#### DATA FOR THIS TASK ####

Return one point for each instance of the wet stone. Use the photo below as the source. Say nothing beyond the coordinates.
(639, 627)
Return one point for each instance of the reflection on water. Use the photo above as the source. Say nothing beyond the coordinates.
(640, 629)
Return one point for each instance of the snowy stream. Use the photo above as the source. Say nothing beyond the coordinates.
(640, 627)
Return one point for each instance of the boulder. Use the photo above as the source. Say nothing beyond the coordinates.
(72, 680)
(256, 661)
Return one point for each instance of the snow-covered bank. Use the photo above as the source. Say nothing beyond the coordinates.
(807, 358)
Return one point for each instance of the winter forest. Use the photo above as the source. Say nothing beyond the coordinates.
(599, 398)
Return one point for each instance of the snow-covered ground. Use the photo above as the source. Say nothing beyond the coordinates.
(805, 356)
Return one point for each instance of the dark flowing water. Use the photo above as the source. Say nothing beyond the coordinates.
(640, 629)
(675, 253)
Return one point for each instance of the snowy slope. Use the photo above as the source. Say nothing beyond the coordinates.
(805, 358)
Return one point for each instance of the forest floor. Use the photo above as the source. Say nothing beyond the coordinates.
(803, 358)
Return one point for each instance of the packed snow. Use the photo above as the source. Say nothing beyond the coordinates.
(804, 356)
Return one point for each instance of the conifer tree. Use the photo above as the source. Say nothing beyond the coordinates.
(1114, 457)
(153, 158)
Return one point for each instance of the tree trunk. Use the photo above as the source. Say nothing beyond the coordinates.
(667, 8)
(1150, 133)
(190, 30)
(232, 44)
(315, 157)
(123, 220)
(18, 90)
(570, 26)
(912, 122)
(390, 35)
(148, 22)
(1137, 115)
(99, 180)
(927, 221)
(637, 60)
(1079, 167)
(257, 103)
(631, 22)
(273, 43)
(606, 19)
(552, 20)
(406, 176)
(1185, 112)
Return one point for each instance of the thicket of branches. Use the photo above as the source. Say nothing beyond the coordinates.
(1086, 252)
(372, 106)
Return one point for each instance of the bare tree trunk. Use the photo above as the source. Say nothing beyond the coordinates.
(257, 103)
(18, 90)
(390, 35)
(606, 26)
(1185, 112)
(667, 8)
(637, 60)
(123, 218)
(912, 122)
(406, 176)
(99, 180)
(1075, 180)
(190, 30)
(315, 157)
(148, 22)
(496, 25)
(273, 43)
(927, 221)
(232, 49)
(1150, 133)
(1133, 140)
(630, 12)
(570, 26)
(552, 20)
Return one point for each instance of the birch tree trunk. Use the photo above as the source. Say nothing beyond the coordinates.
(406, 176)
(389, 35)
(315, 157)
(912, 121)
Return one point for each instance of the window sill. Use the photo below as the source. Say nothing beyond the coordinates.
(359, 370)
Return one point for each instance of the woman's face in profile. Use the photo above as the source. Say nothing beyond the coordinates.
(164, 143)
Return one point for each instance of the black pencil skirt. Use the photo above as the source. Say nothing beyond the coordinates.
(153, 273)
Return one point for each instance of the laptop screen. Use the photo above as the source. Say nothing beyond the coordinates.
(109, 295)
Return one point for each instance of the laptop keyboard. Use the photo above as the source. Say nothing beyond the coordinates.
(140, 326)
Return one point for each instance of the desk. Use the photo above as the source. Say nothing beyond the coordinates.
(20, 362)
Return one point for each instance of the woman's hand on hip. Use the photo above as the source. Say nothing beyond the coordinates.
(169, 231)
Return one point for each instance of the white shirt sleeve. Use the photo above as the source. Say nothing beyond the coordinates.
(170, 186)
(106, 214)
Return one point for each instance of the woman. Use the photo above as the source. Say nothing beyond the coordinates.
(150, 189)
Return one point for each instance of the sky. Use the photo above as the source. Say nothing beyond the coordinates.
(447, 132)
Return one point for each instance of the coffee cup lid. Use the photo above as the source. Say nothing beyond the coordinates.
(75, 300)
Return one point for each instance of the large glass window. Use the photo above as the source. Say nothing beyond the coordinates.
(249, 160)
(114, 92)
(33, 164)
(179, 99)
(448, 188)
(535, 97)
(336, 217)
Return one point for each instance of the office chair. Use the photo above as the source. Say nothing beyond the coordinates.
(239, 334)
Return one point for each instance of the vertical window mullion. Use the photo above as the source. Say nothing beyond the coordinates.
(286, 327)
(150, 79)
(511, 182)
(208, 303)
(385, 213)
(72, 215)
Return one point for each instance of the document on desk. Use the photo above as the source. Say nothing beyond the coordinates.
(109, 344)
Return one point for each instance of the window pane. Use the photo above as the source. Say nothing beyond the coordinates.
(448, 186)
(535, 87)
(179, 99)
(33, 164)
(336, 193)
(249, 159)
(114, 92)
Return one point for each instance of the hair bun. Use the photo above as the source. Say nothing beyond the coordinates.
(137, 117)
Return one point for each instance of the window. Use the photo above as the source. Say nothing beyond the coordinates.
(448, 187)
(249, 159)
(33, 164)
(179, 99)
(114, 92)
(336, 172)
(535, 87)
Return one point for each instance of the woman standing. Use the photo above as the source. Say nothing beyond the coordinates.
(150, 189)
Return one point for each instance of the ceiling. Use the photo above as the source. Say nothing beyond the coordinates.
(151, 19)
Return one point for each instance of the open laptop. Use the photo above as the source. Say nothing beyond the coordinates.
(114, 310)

####

- **TO BE DONE**
Starting at the line that contains "Return one point for each instance of the hair", print every line through the end of the listing, word for word. Leave out all the rest.

- **ANSWER IN FULL**
Return one point for each instance of the hair bun. Use the photo above as the source. Say nothing beyond the coordinates.
(137, 117)
Return one point for each instance of the window. Use the photo above as the source. Say nothing beyond the coordinates.
(448, 187)
(249, 159)
(33, 164)
(179, 99)
(114, 92)
(336, 172)
(535, 87)
Return one point for each instance of the woman standing. Use the photo above as the source. Say nothing beyond the coordinates.
(150, 189)
Return one point for each instance of the ceiling. Use the photo above as the source. Say nothing beyond the coordinates.
(151, 19)
Return one point for each instance of the open laptop. Use the photo above as the source. Say nothing beyond the coordinates.
(114, 310)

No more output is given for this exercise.